_Problem description_
Turn each line of the records below into a JSON array of strings, one string per line, with blank lines omitted.
+++
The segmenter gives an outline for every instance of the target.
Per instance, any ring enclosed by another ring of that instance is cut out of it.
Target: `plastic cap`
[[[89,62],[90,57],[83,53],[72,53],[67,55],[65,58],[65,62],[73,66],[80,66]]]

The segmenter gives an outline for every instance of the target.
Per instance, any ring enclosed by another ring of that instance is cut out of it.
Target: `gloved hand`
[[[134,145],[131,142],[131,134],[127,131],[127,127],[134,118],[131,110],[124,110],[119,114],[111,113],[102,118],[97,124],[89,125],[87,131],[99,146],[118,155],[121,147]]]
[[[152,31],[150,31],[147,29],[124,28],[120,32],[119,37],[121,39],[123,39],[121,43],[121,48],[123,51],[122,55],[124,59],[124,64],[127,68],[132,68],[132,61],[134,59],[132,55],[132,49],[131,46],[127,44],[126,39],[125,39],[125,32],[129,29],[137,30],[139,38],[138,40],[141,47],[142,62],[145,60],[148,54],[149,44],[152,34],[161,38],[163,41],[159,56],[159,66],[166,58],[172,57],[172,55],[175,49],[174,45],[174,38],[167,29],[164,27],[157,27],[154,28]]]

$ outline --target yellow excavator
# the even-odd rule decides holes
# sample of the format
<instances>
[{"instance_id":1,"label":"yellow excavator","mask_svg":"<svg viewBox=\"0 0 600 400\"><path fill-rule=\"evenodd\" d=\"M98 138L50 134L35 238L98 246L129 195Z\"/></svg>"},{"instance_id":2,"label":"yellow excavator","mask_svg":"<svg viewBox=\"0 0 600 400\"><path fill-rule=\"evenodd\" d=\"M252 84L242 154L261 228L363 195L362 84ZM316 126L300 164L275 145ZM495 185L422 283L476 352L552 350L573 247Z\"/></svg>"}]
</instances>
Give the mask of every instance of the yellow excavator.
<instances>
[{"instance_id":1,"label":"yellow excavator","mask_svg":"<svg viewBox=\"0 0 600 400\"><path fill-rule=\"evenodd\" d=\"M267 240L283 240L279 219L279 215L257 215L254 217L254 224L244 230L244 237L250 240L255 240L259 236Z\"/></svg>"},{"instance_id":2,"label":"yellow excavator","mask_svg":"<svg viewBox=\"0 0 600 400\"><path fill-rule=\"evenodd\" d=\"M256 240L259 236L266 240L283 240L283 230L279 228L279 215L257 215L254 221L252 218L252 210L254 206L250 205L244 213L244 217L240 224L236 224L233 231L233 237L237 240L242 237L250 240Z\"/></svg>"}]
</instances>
+++
_Answer to this problem_
[
  "The segmenter gives an outline for every instance of the target.",
  "Per instance, any ring enclosed by another ring of that instance is cut out of it.",
  "Target: `plastic cap`",
  "[[[89,62],[90,57],[83,53],[72,53],[67,55],[65,58],[65,62],[73,66],[80,66]]]",
  "The segmenter gives an outline for every instance of the target.",
  "Per instance, any ring enclosed by another ring of that instance is cut out of it.",
  "Target: `gloved hand`",
  "[[[134,145],[131,142],[131,134],[127,131],[127,127],[134,118],[131,110],[124,110],[119,114],[111,113],[102,118],[97,124],[89,125],[87,131],[99,146],[118,155],[121,147]]]",
  "[[[152,31],[150,31],[147,29],[124,28],[120,32],[119,37],[121,39],[123,39],[121,43],[121,48],[123,51],[122,55],[124,59],[124,64],[127,68],[132,68],[132,61],[134,59],[132,55],[132,49],[131,46],[127,44],[126,39],[125,39],[125,32],[129,29],[137,30],[139,38],[138,40],[141,47],[142,62],[145,60],[148,54],[149,44],[152,34],[161,38],[163,41],[159,56],[159,66],[166,58],[172,57],[172,55],[175,49],[174,45],[174,38],[167,29],[164,27],[157,27],[154,28]]]",
  "$ outline --target yellow excavator",
  "# the even-odd rule decides holes",
  "# sample of the format",
  "<instances>",
  "[{\"instance_id\":1,\"label\":\"yellow excavator\",\"mask_svg\":\"<svg viewBox=\\\"0 0 600 400\\\"><path fill-rule=\\\"evenodd\\\" d=\\\"M98 138L50 134L35 238L98 246L129 195Z\\\"/></svg>\"},{\"instance_id\":2,\"label\":\"yellow excavator\",\"mask_svg\":\"<svg viewBox=\\\"0 0 600 400\\\"><path fill-rule=\\\"evenodd\\\" d=\\\"M252 84L242 154L261 228L363 195L362 84ZM316 126L300 164L275 145ZM495 185L422 283L476 352L552 350L573 247Z\\\"/></svg>\"}]",
  "</instances>",
  "Give the mask of every instance of the yellow excavator.",
  "<instances>",
  "[{\"instance_id\":1,\"label\":\"yellow excavator\",\"mask_svg\":\"<svg viewBox=\\\"0 0 600 400\\\"><path fill-rule=\\\"evenodd\\\" d=\\\"M267 240L283 240L279 219L279 215L257 215L254 217L254 224L244 230L244 237L250 240L255 240L259 236Z\\\"/></svg>\"},{\"instance_id\":2,\"label\":\"yellow excavator\",\"mask_svg\":\"<svg viewBox=\\\"0 0 600 400\\\"><path fill-rule=\\\"evenodd\\\" d=\\\"M256 240L259 236L266 240L283 240L283 230L279 228L279 215L257 215L254 221L252 218L252 210L254 206L250 205L244 213L244 217L240 224L236 224L233 231L233 237L237 240L242 237L250 240Z\\\"/></svg>\"}]",
  "</instances>"
]